To do
Reproduce a passage from the forum thread below about buying fish from a store. Begin at the words "Since we do" and stop after "learn I guess.".

* Begin Reading passage *

I'd say that you should use your discretion. If it seems reasonable to ask, ask. If it seems like your request is a bit much and the fish are of a type where most look the same, don't ask. That said, with the two BAs near me I've gone back to exchange defective fish at each location and had few problems doing so. One fish was missing an eye and one fish was ... the wrong fish... lol. Just take it back within the 5 days and bring your receipt. As we can all attest to, looking at fish through the bag is not reliable and it can be hard to follow what is being caught by another person sometimes too. 

When I used to buy fish from the LFS I generally just asked for robust, healthy looking specimens and nothing that was easy to catch. The only time I can remember doing picksies was on guppies with the exception of asking for m/f ratios if I wanted to breed them. I always appreciate when people make things easier for me in my fishroom so I like to return the favor if I'm in someone else's. 

In the end though, you really shouldn't buy fish from BAs


----------



## BettaBeats (Jan 14, 2010)

I was very picky about my CRS shrimps.. lol, when they almost all looked the same


----------



## pat3612 (Jan 29, 2008)

Since we do not have many stores in Barrie I buy from BigAls I deal mainly with the person in charge of the fish room. I know what days he works and what hours. He usually asks me what fish I want but since I trust him I usually let him pick. If I do have a problem he will swap me for a different fish at no charge. Ive been dealing there for quite a while now and have only had 1 fish die.


----------



## ar1_pyroboy (Jun 20, 2009)

Well the poor little guy died just now. It wasn't that expensive, so I doubt I'd go back to the store just to get a refund. Oh well, live and learn I guess.


----------



## BettaBeats (Jan 14, 2010)

* End Reading passage *
* Begin Recorded data *

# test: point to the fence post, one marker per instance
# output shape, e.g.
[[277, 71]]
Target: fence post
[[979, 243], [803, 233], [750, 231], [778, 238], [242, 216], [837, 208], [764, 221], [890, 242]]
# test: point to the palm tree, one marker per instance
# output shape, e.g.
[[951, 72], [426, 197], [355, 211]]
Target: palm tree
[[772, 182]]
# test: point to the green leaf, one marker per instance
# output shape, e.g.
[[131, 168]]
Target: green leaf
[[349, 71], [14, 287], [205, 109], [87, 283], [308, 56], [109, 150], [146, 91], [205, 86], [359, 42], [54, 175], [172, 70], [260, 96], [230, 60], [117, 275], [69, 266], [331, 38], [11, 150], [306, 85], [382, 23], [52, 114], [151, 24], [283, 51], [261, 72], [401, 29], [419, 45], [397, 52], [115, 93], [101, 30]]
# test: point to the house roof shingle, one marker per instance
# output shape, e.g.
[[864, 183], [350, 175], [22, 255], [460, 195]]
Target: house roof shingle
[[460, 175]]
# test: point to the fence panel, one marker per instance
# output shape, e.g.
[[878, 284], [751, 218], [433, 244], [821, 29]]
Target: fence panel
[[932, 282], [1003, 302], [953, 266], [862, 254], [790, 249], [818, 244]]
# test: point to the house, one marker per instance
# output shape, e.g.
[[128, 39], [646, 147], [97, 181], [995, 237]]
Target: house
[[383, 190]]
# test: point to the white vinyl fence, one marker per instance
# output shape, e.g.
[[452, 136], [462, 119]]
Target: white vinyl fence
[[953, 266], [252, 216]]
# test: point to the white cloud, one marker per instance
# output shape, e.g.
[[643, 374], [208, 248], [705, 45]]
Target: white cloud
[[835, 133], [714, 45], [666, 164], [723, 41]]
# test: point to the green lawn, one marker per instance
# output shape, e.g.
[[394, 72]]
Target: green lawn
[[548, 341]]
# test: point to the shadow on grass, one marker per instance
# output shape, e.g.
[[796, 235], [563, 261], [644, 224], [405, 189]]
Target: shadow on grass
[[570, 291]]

* End Recorded data *

Right answer
Since we do not have many stores in Barrie I buy from BigAls I deal mainly with the person in charge of the fish room. I know what days he works and what hours. He usually asks me what fish I want but since I trust him I usually let him pick. If I do have a problem he will swap me for a different fish at no charge. Ive been dealing there for quite a while now and have only had 1 fish die.


----------



## ar1_pyroboy (Jun 20, 2009)

Well the poor little guy died just now. It wasn't that expensive, so I doubt I'd go back to the store just to get a refund. Oh well, live and learn I guess.